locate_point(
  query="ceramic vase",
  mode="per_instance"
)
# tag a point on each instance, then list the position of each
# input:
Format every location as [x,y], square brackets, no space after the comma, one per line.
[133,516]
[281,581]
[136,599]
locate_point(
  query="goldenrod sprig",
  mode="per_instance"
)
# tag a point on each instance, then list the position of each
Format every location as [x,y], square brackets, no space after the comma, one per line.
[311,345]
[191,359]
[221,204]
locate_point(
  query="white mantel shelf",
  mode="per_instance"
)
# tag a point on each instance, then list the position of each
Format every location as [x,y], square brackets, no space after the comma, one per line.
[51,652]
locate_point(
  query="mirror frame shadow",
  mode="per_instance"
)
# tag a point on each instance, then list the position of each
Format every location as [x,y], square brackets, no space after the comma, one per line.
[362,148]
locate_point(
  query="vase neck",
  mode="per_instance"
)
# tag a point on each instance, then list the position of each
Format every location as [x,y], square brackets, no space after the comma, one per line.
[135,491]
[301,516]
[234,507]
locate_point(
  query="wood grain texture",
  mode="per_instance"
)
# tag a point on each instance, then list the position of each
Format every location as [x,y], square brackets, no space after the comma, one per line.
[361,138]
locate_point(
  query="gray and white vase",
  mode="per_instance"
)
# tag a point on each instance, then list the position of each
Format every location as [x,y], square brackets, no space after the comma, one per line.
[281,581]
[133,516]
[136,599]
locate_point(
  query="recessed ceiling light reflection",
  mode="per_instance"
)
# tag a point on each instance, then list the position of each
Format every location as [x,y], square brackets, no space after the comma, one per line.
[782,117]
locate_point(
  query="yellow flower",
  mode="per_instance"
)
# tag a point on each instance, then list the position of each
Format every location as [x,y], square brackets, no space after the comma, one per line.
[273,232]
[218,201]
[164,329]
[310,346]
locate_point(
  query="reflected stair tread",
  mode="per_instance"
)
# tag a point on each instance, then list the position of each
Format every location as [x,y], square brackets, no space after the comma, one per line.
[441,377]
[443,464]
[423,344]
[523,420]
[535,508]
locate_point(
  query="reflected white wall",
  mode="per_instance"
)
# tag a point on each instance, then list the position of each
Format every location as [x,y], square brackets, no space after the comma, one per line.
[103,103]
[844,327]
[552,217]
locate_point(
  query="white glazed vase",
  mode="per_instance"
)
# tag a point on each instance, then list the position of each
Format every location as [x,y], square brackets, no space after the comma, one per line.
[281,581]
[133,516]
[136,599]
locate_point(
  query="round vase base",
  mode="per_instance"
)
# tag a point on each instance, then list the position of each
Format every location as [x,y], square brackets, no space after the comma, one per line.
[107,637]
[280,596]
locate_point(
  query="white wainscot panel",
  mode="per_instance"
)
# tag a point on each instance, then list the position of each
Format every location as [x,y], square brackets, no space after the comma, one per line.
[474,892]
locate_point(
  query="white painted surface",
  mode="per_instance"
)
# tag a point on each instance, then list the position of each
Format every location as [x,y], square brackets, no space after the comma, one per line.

- GIVEN REQUEST: Return each line of the records above that contains the string "white".

- RESULT BELOW:
  query="white mantel shelf",
  query="gray and white vase",
  query="reflected white wall",
  query="white glazed vase",
  query="white wainscot panel",
  query="white painted surface",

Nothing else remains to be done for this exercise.